Extract the run of lines that starts at the top of the records below and ends at the line with "positive clicks: (217, 136)", keeping both ends and excluding pictures.

━━━━━ Information given ━━━━━

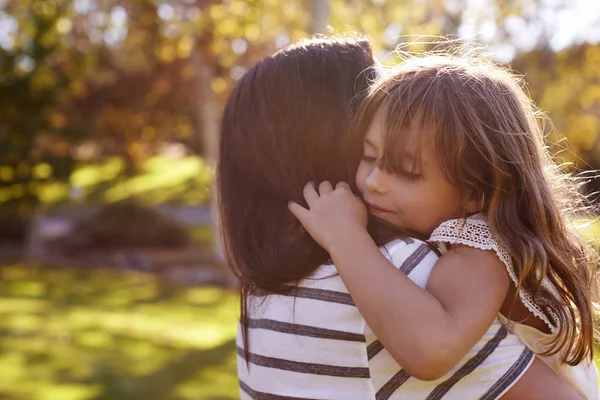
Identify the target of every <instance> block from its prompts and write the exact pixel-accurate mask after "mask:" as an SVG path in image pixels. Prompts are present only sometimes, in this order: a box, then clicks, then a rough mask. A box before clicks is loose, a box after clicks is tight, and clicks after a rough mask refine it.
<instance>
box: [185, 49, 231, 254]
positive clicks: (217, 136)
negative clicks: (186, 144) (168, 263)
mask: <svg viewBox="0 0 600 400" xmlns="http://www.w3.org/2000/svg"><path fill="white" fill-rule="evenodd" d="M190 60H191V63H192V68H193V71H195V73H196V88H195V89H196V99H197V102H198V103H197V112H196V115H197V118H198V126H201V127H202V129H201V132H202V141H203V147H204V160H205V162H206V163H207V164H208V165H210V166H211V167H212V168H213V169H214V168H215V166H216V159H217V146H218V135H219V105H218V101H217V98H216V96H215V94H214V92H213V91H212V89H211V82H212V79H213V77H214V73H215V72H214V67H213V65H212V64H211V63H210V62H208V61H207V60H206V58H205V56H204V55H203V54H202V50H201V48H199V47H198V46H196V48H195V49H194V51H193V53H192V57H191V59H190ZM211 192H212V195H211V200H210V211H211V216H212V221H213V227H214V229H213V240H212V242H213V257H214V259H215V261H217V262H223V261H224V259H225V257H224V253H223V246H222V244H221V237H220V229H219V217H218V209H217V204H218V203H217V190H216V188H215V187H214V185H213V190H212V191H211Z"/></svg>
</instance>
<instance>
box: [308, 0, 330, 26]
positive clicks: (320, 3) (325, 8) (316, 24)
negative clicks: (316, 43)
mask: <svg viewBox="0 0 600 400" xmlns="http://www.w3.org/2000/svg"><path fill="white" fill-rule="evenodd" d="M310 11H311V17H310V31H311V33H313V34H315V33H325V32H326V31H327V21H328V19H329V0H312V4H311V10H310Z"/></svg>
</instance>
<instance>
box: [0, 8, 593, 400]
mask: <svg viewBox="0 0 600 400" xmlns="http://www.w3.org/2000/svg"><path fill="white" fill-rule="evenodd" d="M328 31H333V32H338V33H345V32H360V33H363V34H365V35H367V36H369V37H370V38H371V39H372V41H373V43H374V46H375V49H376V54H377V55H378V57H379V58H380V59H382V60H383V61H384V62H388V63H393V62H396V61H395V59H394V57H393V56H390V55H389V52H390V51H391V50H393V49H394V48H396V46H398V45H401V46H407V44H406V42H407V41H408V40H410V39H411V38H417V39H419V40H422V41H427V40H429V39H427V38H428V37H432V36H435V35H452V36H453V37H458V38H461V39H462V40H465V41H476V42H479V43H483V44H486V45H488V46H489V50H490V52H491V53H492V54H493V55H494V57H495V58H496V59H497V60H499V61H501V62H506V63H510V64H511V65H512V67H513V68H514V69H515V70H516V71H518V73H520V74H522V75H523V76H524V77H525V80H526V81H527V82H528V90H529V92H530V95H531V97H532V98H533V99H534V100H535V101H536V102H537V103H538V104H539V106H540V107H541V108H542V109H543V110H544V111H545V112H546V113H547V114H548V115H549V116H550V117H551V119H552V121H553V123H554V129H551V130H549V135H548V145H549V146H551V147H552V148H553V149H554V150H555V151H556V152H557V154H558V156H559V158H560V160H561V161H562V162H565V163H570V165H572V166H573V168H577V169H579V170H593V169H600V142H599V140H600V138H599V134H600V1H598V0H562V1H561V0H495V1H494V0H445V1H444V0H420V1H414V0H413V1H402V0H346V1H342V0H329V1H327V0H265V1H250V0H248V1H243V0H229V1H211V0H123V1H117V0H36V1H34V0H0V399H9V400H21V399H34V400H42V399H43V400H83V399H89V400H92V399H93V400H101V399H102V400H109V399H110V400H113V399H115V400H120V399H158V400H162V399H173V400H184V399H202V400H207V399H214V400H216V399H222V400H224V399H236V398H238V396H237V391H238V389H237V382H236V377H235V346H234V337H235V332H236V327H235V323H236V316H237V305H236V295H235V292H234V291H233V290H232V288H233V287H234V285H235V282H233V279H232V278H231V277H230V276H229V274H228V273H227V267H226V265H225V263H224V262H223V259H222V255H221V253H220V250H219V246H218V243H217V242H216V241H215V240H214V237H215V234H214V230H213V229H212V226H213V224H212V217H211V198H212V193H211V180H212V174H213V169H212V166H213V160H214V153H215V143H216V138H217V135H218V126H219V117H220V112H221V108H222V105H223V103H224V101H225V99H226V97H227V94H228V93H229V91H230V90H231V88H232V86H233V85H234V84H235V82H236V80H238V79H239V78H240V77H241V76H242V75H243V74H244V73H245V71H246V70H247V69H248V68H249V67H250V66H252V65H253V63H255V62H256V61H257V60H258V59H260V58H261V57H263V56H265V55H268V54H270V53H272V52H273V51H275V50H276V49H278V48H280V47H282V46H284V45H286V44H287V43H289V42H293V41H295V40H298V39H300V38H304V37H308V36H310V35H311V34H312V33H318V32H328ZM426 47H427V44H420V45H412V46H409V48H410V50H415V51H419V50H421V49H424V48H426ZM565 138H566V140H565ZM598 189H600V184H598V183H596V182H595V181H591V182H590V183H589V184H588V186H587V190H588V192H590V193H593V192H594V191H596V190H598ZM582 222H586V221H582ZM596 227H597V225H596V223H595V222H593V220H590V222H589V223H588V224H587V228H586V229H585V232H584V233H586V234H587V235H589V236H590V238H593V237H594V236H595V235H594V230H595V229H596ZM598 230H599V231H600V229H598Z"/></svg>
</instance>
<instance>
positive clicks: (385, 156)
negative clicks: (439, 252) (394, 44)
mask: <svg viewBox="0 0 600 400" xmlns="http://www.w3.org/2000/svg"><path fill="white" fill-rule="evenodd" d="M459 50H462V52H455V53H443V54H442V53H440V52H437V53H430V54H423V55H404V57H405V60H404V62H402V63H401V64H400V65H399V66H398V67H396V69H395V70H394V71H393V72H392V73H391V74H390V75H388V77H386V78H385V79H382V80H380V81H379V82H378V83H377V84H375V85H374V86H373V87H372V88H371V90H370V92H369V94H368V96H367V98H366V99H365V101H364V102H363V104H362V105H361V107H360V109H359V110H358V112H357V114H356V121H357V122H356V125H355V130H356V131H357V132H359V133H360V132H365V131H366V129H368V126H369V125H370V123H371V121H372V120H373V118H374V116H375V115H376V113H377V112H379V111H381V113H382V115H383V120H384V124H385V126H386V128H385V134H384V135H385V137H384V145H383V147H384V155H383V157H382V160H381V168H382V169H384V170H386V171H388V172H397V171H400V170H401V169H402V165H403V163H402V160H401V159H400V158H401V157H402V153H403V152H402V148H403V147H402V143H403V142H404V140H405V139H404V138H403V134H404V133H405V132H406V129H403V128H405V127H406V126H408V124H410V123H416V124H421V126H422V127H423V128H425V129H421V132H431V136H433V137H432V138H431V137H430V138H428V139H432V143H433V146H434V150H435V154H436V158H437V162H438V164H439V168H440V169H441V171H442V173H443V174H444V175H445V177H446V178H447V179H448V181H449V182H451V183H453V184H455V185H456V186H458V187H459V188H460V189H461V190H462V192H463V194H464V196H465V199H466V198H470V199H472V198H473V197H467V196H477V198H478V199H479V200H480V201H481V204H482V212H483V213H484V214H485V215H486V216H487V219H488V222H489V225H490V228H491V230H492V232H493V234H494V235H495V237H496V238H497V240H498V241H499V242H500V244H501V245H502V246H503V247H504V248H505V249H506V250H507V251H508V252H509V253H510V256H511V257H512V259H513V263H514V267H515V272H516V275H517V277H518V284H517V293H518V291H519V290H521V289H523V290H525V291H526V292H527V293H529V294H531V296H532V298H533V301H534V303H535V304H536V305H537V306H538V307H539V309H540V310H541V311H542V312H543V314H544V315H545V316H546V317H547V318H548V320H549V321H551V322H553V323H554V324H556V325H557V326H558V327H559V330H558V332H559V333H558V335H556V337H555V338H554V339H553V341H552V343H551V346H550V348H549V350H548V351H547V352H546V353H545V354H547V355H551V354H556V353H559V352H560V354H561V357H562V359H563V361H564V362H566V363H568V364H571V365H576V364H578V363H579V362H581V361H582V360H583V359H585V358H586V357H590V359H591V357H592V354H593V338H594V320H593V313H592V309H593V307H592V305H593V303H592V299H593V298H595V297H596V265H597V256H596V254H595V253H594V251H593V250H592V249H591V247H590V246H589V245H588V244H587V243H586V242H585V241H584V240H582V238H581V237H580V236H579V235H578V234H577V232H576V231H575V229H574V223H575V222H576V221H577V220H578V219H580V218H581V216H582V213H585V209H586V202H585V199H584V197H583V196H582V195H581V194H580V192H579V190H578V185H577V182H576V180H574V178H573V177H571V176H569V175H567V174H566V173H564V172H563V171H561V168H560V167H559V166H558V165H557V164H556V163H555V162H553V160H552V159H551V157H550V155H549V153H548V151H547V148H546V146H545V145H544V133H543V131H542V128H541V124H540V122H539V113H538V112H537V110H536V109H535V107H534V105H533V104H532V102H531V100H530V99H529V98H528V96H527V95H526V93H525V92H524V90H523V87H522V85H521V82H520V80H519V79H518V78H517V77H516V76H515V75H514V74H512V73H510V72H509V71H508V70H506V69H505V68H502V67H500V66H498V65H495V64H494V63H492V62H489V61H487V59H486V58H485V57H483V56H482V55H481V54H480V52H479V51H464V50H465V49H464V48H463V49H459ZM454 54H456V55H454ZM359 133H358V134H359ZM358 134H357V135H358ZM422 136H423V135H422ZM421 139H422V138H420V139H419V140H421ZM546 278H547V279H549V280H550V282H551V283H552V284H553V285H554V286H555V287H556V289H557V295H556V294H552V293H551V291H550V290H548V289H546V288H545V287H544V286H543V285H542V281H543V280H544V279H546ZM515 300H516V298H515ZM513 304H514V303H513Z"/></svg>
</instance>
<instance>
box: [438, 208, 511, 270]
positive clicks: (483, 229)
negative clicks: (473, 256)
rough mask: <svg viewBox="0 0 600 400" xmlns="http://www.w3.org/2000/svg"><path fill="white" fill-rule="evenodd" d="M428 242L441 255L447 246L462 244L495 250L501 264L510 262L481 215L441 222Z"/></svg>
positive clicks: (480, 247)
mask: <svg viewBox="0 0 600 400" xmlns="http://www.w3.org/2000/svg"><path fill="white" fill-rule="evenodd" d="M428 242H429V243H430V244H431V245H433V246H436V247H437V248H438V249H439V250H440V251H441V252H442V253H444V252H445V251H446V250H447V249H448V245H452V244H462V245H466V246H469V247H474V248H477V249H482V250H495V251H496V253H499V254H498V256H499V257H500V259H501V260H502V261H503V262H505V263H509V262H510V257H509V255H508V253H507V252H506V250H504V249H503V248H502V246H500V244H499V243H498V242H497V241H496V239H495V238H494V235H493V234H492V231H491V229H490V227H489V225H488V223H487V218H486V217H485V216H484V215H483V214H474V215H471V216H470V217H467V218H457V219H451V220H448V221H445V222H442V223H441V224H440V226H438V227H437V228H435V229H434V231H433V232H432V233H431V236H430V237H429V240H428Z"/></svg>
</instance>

━━━━━

> **Task output**
Identify the target of every <instance> block from its prompts and write the exact pixel-accurate mask after "mask:" as an SVG path in image pixels. Prompts are present only sometimes, in this order: a box, then clicks, then a rough mask. A box before clicks is loose, a box after clicks is tight, and clicks after a rough mask refine it.
<instance>
box: [185, 49, 231, 254]
positive clicks: (217, 136)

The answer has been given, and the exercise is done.